Exercise description: Please write out, exactly as given, every line of the entries below up to and including the line with "pink artificial flower".

[Spatial localization data]

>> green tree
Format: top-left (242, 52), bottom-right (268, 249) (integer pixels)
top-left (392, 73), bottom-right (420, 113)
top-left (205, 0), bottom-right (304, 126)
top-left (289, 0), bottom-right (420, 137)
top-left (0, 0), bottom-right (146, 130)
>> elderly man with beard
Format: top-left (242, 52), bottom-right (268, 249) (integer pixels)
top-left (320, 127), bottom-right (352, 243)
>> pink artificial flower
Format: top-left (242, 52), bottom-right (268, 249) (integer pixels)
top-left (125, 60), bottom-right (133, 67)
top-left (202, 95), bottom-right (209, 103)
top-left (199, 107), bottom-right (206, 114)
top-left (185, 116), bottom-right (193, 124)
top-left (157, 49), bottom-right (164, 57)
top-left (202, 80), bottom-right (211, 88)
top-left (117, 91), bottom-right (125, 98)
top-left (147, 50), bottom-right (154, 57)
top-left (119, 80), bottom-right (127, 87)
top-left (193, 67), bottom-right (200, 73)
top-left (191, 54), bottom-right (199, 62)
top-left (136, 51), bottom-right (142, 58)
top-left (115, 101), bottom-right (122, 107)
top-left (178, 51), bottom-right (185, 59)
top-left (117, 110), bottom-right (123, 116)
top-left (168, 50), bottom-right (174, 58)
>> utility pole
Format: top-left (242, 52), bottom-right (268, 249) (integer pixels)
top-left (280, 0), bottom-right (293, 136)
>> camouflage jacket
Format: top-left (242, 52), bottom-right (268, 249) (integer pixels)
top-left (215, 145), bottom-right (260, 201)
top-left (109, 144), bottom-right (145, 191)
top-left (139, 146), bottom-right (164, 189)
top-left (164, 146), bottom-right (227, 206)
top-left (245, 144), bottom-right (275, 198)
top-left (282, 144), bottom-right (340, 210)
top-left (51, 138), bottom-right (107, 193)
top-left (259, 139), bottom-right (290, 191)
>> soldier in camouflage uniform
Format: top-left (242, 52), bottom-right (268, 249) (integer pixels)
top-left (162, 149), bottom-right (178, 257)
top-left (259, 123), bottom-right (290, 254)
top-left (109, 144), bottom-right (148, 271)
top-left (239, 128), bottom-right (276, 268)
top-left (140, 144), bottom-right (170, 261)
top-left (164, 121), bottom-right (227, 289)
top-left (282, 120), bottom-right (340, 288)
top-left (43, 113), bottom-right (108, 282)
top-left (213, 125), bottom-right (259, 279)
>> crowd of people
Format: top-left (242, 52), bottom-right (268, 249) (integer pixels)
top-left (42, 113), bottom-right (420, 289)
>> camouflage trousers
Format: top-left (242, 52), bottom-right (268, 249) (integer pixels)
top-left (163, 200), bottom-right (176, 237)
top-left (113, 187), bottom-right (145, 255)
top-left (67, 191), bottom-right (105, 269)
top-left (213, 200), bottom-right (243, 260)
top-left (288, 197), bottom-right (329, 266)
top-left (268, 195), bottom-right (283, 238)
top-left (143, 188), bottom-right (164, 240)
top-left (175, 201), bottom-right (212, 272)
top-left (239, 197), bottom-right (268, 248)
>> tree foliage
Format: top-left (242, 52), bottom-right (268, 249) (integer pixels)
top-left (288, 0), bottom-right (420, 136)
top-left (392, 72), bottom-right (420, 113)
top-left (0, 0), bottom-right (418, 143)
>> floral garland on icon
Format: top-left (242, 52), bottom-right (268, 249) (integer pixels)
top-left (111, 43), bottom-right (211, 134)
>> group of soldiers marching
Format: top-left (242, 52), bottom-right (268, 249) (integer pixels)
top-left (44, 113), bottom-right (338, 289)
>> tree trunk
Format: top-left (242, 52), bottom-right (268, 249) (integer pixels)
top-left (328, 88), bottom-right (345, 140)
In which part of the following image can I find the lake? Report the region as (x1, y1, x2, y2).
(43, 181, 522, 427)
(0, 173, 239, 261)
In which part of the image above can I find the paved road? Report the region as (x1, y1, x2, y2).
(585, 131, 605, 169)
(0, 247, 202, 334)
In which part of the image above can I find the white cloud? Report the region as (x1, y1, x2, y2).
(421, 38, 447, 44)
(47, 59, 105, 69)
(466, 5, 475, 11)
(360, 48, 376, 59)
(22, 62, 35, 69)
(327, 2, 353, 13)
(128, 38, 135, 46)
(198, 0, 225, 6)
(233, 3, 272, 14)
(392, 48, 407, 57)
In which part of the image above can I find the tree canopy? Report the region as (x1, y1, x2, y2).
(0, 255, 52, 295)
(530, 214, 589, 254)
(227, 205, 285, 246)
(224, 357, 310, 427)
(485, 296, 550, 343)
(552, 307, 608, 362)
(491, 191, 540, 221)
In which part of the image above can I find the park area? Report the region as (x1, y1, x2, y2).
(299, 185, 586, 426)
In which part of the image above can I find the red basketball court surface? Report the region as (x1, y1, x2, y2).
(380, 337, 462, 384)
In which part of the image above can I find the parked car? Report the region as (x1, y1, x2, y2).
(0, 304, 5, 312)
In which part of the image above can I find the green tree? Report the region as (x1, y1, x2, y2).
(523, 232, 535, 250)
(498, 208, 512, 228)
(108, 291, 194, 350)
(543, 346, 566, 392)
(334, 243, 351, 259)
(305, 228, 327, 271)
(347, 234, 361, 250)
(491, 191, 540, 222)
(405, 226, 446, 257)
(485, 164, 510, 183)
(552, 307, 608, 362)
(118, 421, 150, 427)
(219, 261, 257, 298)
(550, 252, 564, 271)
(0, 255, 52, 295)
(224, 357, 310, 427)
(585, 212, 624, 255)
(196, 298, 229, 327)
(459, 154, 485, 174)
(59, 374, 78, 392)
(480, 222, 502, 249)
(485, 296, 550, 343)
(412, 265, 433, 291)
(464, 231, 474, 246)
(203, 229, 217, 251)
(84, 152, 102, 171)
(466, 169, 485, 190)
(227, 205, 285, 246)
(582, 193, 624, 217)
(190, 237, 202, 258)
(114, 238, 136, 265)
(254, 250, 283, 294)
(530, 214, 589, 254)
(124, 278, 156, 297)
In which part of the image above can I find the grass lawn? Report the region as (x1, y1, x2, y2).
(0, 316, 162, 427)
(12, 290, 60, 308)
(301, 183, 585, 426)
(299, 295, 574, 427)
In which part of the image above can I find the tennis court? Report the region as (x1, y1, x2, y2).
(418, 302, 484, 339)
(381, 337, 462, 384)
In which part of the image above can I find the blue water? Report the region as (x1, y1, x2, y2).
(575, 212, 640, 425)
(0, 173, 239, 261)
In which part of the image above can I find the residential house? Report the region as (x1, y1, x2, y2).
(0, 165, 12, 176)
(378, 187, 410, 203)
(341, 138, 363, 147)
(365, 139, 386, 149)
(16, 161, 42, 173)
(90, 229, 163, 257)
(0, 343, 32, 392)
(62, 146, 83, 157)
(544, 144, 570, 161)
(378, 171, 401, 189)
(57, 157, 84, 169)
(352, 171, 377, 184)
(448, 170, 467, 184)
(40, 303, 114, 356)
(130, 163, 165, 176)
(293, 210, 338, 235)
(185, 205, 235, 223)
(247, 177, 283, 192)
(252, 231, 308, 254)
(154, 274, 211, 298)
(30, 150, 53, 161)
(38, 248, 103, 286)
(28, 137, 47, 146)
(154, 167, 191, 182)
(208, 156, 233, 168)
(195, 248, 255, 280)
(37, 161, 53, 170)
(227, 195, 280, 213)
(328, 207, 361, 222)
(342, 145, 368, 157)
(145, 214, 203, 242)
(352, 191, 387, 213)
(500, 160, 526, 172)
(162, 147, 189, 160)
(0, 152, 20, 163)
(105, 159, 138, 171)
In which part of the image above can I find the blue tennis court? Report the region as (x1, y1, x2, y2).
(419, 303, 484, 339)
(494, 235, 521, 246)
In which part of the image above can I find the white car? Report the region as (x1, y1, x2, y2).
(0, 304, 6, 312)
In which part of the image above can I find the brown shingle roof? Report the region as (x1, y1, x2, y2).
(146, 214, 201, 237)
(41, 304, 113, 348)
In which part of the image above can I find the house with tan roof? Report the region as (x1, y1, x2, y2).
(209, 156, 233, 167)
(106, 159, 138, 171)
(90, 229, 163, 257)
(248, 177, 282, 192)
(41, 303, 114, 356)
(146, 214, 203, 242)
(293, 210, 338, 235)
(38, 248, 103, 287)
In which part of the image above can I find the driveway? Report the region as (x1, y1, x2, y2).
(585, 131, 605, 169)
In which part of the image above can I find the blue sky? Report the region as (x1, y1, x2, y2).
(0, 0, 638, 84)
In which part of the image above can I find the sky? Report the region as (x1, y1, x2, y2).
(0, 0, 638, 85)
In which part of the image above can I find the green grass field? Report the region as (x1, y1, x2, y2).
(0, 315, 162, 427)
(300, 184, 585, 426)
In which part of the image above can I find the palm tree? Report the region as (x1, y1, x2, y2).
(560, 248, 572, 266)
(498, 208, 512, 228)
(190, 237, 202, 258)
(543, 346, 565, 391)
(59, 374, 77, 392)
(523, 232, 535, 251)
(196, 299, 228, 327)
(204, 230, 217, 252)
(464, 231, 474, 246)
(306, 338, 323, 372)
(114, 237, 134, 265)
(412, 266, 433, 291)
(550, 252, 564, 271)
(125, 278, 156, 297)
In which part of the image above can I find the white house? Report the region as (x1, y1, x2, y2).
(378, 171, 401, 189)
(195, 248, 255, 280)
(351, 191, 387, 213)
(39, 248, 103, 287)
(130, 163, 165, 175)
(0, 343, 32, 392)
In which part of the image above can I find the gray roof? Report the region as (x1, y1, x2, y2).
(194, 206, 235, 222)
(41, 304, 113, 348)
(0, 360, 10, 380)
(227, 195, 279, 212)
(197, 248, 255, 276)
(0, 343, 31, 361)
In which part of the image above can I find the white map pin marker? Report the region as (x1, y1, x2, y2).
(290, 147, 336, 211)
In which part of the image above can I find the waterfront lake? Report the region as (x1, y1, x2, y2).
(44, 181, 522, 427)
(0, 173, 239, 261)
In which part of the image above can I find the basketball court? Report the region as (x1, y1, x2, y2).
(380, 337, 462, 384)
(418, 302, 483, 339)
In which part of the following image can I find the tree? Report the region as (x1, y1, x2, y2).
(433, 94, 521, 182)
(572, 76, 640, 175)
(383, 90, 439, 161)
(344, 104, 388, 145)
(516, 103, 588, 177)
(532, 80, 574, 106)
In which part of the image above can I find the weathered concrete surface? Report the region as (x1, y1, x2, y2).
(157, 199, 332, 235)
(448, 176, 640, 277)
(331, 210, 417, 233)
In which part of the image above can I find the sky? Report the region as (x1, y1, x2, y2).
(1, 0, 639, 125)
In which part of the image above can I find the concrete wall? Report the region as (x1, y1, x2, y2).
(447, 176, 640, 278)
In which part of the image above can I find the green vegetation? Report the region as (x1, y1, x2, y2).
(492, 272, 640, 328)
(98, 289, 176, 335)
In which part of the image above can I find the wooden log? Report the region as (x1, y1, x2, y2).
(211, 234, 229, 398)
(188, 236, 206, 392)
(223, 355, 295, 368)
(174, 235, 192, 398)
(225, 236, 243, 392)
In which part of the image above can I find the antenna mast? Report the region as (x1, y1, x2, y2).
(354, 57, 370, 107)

Exercise output:
>> green tree
Format: top-left (242, 52), bottom-right (268, 249) (integer pixels)
top-left (392, 73), bottom-right (420, 113)
top-left (205, 0), bottom-right (304, 126)
top-left (289, 0), bottom-right (420, 137)
top-left (0, 0), bottom-right (146, 130)
>> elderly man with beard
Format: top-left (242, 52), bottom-right (268, 249) (integer pixels)
top-left (320, 127), bottom-right (352, 243)
>> pink artificial flower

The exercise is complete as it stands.